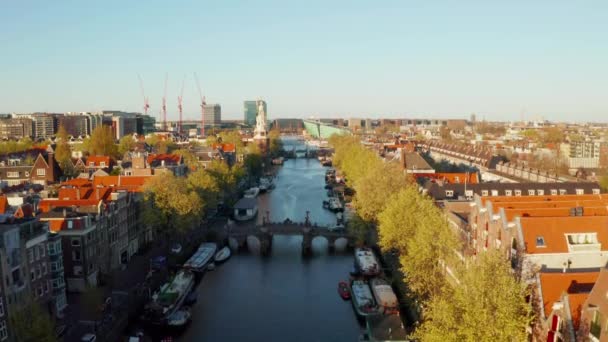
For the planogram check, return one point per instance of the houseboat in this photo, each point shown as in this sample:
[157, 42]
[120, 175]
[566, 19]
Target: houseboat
[171, 296]
[251, 193]
[203, 255]
[366, 262]
[362, 299]
[245, 209]
[385, 296]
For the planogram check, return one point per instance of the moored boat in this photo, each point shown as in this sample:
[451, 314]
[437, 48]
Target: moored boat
[385, 296]
[223, 254]
[199, 260]
[366, 262]
[343, 290]
[251, 193]
[171, 296]
[362, 299]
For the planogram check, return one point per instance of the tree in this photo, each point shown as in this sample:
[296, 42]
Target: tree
[374, 189]
[31, 323]
[488, 304]
[171, 203]
[125, 144]
[101, 142]
[63, 152]
[276, 145]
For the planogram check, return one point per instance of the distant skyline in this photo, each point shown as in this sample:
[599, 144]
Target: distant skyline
[437, 59]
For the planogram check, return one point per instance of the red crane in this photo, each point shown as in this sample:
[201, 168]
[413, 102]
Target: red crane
[180, 107]
[143, 95]
[202, 105]
[164, 108]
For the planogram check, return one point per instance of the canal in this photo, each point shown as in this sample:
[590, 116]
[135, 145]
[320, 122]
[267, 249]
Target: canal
[283, 297]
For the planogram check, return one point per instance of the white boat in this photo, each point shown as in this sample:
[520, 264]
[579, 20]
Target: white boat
[366, 262]
[172, 294]
[335, 204]
[199, 260]
[245, 209]
[385, 296]
[223, 254]
[362, 299]
[252, 193]
[179, 318]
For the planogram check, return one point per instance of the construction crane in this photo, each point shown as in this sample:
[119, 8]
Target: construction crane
[164, 107]
[202, 106]
[180, 107]
[143, 95]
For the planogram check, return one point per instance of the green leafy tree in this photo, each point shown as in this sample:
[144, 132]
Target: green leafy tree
[125, 144]
[31, 323]
[172, 205]
[101, 142]
[374, 190]
[63, 152]
[488, 304]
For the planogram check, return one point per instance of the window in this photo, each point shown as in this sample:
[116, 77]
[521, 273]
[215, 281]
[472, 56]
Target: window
[540, 241]
[3, 331]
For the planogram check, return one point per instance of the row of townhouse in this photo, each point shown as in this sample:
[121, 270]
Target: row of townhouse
[99, 222]
[560, 246]
[31, 265]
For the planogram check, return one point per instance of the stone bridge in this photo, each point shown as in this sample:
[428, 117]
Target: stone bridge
[265, 231]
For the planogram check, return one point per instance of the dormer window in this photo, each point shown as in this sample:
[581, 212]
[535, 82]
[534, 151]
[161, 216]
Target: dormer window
[540, 241]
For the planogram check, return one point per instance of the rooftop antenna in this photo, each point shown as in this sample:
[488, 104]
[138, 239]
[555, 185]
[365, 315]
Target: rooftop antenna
[143, 95]
[180, 107]
[164, 107]
[203, 103]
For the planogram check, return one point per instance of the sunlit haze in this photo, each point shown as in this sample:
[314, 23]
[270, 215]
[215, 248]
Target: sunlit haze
[500, 60]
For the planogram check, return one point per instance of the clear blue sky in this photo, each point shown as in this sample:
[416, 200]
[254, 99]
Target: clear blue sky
[498, 59]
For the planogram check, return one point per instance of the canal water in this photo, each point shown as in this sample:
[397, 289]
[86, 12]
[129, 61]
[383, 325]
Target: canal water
[283, 297]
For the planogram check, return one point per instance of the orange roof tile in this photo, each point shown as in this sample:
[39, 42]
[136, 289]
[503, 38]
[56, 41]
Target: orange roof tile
[553, 230]
[576, 285]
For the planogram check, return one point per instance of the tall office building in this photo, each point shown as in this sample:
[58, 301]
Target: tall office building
[250, 109]
[213, 115]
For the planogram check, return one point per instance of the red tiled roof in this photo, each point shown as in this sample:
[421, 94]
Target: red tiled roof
[576, 285]
[97, 160]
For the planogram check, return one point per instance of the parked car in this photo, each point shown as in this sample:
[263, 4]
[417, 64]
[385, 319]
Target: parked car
[176, 248]
[88, 338]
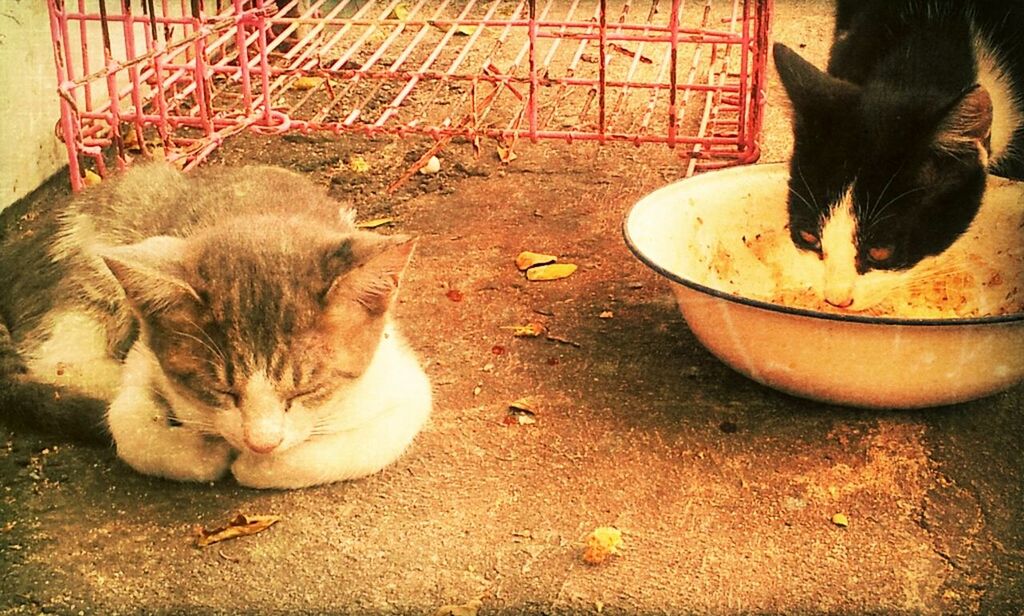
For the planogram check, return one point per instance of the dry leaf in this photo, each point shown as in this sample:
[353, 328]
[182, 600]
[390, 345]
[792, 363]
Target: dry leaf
[528, 331]
[526, 259]
[306, 83]
[554, 271]
[467, 609]
[91, 178]
[358, 164]
[373, 223]
[240, 526]
[522, 412]
[600, 543]
[433, 166]
[522, 405]
[505, 154]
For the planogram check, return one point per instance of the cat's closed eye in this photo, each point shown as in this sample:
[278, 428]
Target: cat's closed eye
[227, 395]
[313, 391]
[809, 240]
[880, 255]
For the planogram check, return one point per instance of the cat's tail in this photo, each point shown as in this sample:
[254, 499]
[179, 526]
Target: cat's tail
[47, 408]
------
### Work to do
Repeat the data exactly, without the pictures.

### Exercise result
For the planogram check, return one point per instance of the houseboat in this photo, each point shown as in this sample:
[157, 42]
[120, 175]
[566, 19]
Target: houseboat
[171, 296]
[251, 193]
[203, 255]
[366, 262]
[362, 299]
[245, 209]
[385, 296]
For the planogram check, return one point per instance of the moored boat in this photo, each point shown as in this sample:
[451, 314]
[437, 48]
Target: moored boat
[385, 296]
[223, 254]
[199, 260]
[366, 262]
[343, 290]
[251, 193]
[171, 296]
[362, 299]
For the planogram check, return one point per instance of the tree in this photo, each point shown as in this sample:
[296, 42]
Target: tree
[374, 189]
[31, 323]
[488, 304]
[171, 203]
[125, 144]
[101, 142]
[63, 152]
[276, 145]
For the planogram check, return one point per instance of the distant skyline in this photo, each point shown as in this sample:
[599, 144]
Target: distant skyline
[437, 59]
For the planogram check, return one point per instance of the red crane in this photo, each point shown as in this sample:
[201, 168]
[413, 102]
Target: red crane
[180, 107]
[143, 95]
[202, 105]
[164, 108]
For the planogram check, return one point per instance of the canal in this photo, each point shown as in this sample:
[590, 116]
[135, 145]
[320, 122]
[267, 249]
Target: canal
[283, 297]
For the planogram check, return one point per instance of the white boat in this photo, each point shown as in this sample:
[520, 264]
[579, 20]
Target: white boat
[366, 262]
[172, 294]
[335, 204]
[199, 260]
[245, 209]
[385, 296]
[223, 254]
[362, 299]
[252, 193]
[179, 318]
For the planogram check, return one point per instance of the construction crane in this photo, each point shown as in this sample:
[119, 8]
Target: construction crane
[164, 107]
[202, 106]
[180, 107]
[143, 95]
For the planogram check, return one point per instance of the green leafy tree in this photo, each point shown as in this sample:
[144, 132]
Target: green leafy tree
[125, 144]
[31, 323]
[172, 205]
[101, 142]
[374, 190]
[63, 152]
[488, 304]
For the planogram check, return one point per instance of the window in this photo, each point shown as in this sample:
[116, 77]
[521, 273]
[215, 281]
[472, 56]
Target: window
[540, 241]
[3, 331]
For the planogram check, return one point per instance of the row of townhouse in this photo, each point shown as in this sample:
[121, 270]
Target: row of townhouse
[99, 222]
[560, 246]
[31, 265]
For the planogram check, return one point per instance of the stone bridge in this photo, each point shown as in this sample:
[428, 117]
Target: stone bridge
[265, 231]
For the planogram check, return one point per instance of the dormer window in this photo, each point shown as in this sample:
[581, 212]
[535, 82]
[534, 151]
[161, 216]
Target: dormer window
[540, 241]
For the planogram check, return one point per instance of the rooftop antenna in this photo, each point shown as in this sample:
[488, 104]
[138, 239]
[555, 185]
[365, 315]
Target: rooftop antenna
[143, 95]
[180, 107]
[164, 107]
[203, 103]
For the planogram check, return one point per instance of the sunlit haze in this photo, each point shown as in this sample:
[314, 23]
[270, 215]
[215, 248]
Target: sunlit haze
[500, 60]
For the planogram check, return one point per instance of the clear blue sky in this photo, each point shown as in this sample:
[416, 200]
[254, 99]
Target: clear blue sky
[498, 59]
For the planogram check, return one point per instance of the canal water in this photo, each point shown as in this sample:
[397, 289]
[86, 12]
[129, 61]
[383, 325]
Target: canal water
[283, 297]
For the planogram check, return one point per instance of the orange roof tile in this photo, each point shown as in this sample:
[39, 42]
[136, 289]
[503, 38]
[56, 41]
Target: orange roof tile
[553, 230]
[576, 285]
For the planogram check, return one point per instance of the tall office building in this photo, each point shown as in this sample:
[58, 301]
Target: tall office building
[250, 109]
[213, 115]
For the planogram check, return one point per instance of the red tiled roof in this photo, each point shown as in this sample:
[421, 94]
Target: red tiled roof
[576, 285]
[97, 160]
For the planogram check, return one point per instance of the parked car in this photo, each point shown as in this sample:
[263, 4]
[417, 64]
[385, 319]
Target: parked car
[176, 248]
[88, 338]
For the planogram check, return one point per instance of the dry leaf in this photo, each point shown as in this sample:
[353, 328]
[182, 600]
[390, 345]
[792, 363]
Target: dry leaf
[528, 331]
[526, 259]
[306, 83]
[554, 271]
[467, 609]
[91, 178]
[358, 164]
[373, 223]
[240, 526]
[522, 412]
[600, 543]
[433, 166]
[522, 405]
[505, 154]
For the planogram check, return one point per instance of the cat's closed eye in this photo, each point shown as in this sample:
[278, 428]
Target: cat's closed eye
[227, 395]
[313, 391]
[809, 240]
[880, 255]
For the planogram check, return one point per instance of the cat's tail in this photo, each point shown as in this sample:
[254, 499]
[179, 526]
Target: cat's tail
[47, 408]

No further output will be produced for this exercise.